**TASK DESCRIPTION**
Write out all the data below exactly.

**INFORMATION PROVIDED**
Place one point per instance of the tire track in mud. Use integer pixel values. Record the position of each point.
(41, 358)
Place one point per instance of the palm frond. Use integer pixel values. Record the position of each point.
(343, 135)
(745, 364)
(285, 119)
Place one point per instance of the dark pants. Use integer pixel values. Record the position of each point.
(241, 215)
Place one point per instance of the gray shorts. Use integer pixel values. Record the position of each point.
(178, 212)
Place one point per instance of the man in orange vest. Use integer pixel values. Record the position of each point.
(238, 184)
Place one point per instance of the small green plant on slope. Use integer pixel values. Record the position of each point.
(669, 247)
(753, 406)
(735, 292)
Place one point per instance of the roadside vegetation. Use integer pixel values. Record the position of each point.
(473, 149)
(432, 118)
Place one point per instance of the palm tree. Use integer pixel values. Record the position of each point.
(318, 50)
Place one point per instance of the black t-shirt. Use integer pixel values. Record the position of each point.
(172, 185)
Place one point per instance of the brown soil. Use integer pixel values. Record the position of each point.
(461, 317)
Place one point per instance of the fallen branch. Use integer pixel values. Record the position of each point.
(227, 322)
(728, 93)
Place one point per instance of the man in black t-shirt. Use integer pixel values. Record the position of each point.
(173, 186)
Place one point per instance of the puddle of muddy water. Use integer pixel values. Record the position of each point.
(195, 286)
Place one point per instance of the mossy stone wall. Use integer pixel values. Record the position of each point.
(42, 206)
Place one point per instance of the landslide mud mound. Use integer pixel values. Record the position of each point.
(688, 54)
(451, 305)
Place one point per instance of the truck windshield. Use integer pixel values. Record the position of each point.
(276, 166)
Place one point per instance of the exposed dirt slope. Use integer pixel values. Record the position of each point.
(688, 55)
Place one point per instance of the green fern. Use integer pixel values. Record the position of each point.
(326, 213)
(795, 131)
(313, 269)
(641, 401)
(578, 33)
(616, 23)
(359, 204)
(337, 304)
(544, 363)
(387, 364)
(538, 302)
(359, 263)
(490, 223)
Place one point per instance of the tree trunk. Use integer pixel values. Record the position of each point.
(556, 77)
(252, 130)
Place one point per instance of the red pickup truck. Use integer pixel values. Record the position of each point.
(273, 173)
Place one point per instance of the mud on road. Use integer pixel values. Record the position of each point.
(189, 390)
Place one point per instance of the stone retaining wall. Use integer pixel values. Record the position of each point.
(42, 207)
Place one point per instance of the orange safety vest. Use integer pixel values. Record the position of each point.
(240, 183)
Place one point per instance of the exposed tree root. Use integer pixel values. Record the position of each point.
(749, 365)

**WRITTEN SOLUTION**
Place one point per instance of the tire track in mud. Use integer pixel values. Record the position of each point.
(41, 358)
Place one point per instance of the palm frond. Use integer pixel values. Record the position of each point.
(343, 135)
(745, 364)
(285, 119)
Place one point per instance of the dark pants. Use integer pixel values. Record the position of each point.
(241, 215)
Place one point per instance of the gray shorts. Use integer pixel values. Record the position of each point.
(178, 212)
Place one point per instance of the man in orange vest. Use integer pixel values. Record the position of each point.
(238, 184)
Place one point per instance of the small green plant on slope. Use integer pixel values. Record the position of each point.
(669, 247)
(753, 406)
(735, 292)
Place one point per instance of the roadside vegetation. Use integer pixel values. Record the position of each point.
(473, 149)
(432, 118)
Place one point per instance of the palm tree. Use integer pixel values. Record the position of each point.
(318, 50)
Place one point per instance of the black t-shirt. Use integer pixel values. Record the position of each point.
(172, 185)
Place one point per instance of the brown soil. Use integer pixel values. Record the position of each point.
(461, 317)
Place one point per instance of the fallen branch. Use integer pixel values. Record the position of each point.
(227, 322)
(728, 93)
Place one point per instance of the man in black t-shirt. Use integer pixel values. Record the position of each point.
(173, 186)
Place one point per instance of the puddle of muddy water. Use integer pixel values. Record the position of each point.
(195, 286)
Place one point per instance of the mossy stone wall. Use integer pixel values. Record the position of each point.
(42, 206)
Place one point per instance of the landslide mud mound. Use integer pixel values. Record the position of each point.
(688, 54)
(451, 305)
Place one point per instance of the truck windshield. Use integer pixel values. Record the position of each point.
(276, 166)
Place one point per instance of the exposed dirt slope. Use integer pixel values. Record the position of each point.
(688, 55)
Place one point per instance of the green fern. Use integer pixel values. Record the position of each point.
(326, 213)
(795, 131)
(313, 269)
(641, 401)
(578, 33)
(616, 23)
(359, 204)
(337, 304)
(544, 363)
(387, 364)
(538, 302)
(359, 263)
(490, 223)
Place one point per instance of the tree trunk. Use integer pixel values. Record the position of each point.
(556, 77)
(252, 130)
Place one point per instance of the red pickup truck. Use integer pixel values. Record the position of each point.
(273, 173)
Place one point per instance of the mud on road. Use integer pixel values. Record the position of each point.
(189, 390)
Place one point per instance of the stone retaining wall. Use integer pixel values. Record the position of each point.
(42, 207)
Place one point per instance of the orange safety vest. Use integer pixel values. Record the position of each point.
(240, 183)
Place one point per instance of the exposed tree root. Use integer pixel values. Record the position of each point.
(749, 365)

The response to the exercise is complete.